### Exercise:
Starting with the line that contains "like [836, 281].", reproduce each line through the end of the listing below, with no other output.

### Data section:

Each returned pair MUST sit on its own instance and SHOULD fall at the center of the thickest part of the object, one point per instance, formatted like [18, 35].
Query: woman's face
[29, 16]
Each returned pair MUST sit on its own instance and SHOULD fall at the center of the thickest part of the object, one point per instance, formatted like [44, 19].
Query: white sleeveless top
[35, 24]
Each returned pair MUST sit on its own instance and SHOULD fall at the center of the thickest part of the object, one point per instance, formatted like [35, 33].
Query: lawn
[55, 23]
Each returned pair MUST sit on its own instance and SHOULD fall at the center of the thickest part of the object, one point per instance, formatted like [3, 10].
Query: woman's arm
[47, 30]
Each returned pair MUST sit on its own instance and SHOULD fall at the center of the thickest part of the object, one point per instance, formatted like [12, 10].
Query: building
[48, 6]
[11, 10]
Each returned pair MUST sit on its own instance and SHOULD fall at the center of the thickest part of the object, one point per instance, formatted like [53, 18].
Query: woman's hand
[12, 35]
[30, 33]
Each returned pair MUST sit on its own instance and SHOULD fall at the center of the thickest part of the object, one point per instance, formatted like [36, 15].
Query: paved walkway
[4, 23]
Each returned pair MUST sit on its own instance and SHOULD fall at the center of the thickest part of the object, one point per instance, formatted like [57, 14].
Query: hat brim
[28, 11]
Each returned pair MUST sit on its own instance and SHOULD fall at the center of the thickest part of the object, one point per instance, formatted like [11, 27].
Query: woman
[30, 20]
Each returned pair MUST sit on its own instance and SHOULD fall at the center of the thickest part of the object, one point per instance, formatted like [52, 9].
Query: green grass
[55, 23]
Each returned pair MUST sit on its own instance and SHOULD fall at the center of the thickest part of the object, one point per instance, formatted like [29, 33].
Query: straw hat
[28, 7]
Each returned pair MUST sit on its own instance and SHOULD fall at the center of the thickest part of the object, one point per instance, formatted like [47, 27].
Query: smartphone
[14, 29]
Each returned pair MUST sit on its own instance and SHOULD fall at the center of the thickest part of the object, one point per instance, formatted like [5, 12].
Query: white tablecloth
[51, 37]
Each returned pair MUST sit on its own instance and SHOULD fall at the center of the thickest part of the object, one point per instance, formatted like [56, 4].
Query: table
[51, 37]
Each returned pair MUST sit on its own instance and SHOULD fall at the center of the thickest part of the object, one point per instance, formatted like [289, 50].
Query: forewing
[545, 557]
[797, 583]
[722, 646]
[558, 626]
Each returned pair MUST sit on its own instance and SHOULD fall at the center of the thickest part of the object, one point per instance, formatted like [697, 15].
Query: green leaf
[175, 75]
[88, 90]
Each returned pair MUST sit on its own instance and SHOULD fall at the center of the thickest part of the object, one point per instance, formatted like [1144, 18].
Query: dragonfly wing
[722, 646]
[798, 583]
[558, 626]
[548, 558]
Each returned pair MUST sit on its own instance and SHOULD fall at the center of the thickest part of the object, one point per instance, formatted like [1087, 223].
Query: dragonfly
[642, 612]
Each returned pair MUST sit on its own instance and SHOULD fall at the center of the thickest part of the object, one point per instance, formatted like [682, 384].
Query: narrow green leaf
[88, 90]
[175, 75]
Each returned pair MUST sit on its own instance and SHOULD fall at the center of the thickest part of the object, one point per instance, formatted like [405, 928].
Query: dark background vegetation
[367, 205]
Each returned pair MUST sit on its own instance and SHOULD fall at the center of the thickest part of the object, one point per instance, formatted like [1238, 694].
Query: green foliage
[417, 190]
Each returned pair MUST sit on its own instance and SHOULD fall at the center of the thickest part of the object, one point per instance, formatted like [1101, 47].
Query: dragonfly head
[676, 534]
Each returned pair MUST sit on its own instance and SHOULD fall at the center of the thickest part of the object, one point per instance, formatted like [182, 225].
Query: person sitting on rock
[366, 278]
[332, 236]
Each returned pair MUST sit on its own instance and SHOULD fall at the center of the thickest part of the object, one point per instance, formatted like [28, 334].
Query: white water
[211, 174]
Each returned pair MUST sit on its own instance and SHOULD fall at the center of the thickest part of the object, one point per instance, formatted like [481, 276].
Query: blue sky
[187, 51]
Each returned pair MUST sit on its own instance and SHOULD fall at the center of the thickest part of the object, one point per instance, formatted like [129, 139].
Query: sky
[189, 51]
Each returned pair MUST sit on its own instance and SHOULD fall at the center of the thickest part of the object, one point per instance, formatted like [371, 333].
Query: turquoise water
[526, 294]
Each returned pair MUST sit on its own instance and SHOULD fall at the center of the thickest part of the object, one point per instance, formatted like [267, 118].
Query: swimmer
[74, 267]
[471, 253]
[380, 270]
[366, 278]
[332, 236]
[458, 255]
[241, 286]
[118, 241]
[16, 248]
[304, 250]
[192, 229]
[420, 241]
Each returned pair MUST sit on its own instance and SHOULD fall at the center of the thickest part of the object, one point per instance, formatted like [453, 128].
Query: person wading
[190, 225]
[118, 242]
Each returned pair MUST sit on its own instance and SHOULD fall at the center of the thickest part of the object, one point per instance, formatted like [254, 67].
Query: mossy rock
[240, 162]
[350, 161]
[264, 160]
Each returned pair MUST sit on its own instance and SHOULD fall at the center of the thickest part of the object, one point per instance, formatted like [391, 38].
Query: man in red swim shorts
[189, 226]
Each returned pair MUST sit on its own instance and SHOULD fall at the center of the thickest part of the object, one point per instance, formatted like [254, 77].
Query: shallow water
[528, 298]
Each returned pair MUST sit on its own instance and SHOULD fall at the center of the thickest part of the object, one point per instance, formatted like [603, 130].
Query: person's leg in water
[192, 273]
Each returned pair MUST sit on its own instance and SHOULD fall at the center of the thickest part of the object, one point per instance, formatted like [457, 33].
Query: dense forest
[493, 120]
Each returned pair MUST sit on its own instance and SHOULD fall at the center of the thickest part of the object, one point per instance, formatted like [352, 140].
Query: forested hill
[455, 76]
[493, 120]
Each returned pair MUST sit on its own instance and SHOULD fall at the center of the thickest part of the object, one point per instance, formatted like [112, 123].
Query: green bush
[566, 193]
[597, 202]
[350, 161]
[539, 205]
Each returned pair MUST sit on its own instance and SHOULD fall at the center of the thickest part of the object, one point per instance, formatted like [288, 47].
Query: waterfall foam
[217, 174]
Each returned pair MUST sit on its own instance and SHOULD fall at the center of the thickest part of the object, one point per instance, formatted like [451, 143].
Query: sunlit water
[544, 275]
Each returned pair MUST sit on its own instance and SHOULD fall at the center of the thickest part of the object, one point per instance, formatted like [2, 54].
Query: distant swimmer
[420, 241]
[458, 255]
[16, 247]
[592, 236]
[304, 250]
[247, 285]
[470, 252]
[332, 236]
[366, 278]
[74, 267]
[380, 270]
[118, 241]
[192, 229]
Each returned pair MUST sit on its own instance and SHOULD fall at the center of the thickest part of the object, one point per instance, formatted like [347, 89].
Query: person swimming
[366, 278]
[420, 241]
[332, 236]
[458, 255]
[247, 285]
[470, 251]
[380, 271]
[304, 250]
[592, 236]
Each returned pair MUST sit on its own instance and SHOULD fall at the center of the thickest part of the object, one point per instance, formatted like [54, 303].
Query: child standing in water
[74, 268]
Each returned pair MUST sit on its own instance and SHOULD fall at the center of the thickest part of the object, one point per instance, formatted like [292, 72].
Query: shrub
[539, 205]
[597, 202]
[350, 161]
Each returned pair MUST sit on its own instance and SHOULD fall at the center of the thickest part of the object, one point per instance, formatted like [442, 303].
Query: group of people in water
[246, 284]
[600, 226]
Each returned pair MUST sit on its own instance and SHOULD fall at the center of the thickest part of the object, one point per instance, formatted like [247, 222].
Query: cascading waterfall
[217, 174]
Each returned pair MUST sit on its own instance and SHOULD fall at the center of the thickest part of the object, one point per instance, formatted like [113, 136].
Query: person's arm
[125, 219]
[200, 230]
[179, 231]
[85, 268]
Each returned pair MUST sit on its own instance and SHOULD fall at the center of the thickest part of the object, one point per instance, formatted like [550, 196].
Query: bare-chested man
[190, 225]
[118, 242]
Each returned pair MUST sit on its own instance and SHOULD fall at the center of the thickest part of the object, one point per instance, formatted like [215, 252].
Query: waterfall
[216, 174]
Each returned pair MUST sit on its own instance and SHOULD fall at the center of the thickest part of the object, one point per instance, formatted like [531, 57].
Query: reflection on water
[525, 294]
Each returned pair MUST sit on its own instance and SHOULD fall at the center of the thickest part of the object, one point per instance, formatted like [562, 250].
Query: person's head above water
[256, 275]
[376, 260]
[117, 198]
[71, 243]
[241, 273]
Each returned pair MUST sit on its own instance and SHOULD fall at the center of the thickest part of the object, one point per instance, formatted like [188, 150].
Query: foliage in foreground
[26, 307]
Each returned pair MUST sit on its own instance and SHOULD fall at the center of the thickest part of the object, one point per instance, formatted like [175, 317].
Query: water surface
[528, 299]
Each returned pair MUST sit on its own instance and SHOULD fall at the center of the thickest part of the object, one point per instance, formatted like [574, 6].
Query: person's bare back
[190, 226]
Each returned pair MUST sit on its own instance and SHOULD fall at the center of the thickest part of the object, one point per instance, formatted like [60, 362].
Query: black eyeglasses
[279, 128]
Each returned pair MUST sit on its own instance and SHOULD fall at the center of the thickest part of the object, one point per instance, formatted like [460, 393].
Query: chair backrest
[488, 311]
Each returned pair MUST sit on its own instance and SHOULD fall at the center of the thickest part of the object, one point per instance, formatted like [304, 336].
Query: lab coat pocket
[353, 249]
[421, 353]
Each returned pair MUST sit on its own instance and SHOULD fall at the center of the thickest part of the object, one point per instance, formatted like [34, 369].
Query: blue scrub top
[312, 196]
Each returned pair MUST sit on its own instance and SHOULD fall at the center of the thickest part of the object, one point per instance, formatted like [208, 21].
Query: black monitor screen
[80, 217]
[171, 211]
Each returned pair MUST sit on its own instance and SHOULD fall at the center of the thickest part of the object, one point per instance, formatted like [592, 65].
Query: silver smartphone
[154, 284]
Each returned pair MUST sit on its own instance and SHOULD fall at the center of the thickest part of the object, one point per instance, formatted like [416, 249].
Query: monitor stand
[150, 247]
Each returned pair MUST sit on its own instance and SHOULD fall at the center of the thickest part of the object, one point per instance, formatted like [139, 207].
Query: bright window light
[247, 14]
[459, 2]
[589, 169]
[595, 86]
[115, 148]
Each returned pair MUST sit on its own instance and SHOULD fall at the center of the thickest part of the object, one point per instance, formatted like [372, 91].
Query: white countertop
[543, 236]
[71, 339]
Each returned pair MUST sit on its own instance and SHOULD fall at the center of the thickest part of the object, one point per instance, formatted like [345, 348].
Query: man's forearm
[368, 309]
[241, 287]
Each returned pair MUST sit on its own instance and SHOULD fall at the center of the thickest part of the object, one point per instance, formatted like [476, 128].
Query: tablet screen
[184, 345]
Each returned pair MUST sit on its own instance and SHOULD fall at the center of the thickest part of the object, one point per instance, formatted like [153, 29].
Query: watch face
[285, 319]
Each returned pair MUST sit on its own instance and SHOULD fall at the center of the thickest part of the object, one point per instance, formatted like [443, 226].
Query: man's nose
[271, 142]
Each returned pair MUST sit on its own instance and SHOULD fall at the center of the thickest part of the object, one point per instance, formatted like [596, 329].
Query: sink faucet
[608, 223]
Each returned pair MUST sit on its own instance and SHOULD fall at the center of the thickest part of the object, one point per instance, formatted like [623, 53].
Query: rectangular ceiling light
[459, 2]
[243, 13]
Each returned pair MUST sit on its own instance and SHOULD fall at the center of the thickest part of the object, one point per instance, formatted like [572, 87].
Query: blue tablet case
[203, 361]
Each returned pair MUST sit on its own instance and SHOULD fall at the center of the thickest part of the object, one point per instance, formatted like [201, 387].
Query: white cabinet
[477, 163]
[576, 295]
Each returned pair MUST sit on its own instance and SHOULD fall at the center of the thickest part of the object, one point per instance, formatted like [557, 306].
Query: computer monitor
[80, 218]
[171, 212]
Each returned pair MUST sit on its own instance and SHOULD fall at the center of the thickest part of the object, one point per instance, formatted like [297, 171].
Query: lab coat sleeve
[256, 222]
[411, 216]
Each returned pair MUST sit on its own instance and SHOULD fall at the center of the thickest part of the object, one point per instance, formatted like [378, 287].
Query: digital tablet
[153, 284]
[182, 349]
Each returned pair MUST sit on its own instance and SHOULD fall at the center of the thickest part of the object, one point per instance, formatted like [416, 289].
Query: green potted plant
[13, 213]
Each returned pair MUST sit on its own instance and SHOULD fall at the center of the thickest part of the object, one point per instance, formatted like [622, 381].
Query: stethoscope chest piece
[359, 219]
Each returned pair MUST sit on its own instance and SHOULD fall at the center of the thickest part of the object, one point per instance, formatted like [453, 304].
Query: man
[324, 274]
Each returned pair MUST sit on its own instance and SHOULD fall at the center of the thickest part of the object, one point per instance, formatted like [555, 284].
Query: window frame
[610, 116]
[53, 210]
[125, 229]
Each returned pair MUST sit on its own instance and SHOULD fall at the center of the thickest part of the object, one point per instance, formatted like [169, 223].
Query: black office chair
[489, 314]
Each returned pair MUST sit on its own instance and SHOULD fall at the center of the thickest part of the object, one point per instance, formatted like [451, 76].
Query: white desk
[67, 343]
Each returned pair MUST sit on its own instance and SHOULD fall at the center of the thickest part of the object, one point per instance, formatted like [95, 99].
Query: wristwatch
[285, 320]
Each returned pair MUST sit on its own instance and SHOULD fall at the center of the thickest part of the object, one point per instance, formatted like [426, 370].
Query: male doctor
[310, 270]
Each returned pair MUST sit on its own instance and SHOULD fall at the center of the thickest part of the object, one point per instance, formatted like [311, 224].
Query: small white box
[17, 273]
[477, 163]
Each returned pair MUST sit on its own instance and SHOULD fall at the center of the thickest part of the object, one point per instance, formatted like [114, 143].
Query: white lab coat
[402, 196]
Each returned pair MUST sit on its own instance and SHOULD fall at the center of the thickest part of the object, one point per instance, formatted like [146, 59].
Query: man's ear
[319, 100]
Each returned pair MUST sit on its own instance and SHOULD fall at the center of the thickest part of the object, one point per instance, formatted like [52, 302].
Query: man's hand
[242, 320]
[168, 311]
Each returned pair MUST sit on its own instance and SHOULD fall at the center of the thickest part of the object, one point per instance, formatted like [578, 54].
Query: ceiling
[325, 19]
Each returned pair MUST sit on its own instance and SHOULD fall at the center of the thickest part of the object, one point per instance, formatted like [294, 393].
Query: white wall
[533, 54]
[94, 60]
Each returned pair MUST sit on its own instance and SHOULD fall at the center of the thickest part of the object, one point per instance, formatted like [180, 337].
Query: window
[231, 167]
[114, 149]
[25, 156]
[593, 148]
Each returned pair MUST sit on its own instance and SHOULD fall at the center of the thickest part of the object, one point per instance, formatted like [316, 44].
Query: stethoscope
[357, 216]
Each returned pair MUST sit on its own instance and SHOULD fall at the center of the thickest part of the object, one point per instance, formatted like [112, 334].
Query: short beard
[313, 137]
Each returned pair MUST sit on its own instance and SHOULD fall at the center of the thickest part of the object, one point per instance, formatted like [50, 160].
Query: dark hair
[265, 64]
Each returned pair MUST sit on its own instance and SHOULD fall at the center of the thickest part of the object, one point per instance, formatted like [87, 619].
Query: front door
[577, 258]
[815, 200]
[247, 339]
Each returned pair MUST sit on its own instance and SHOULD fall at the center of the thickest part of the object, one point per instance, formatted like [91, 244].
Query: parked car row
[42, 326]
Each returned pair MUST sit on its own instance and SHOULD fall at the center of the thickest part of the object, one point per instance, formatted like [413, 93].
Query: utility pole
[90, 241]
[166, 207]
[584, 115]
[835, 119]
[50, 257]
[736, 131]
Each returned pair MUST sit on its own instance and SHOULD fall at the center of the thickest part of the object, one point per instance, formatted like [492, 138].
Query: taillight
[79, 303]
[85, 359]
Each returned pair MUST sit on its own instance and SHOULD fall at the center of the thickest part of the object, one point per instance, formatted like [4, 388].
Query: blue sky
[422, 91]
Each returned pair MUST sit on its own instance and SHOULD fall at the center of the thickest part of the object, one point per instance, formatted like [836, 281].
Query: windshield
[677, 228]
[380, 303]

### Solution to this problem:
Each returned pair MUST sit on its own instance and SHOULD fall at the center of the thickest part of the object, one point per instance, formatted like [836, 281].
Query: windshield
[677, 228]
[380, 303]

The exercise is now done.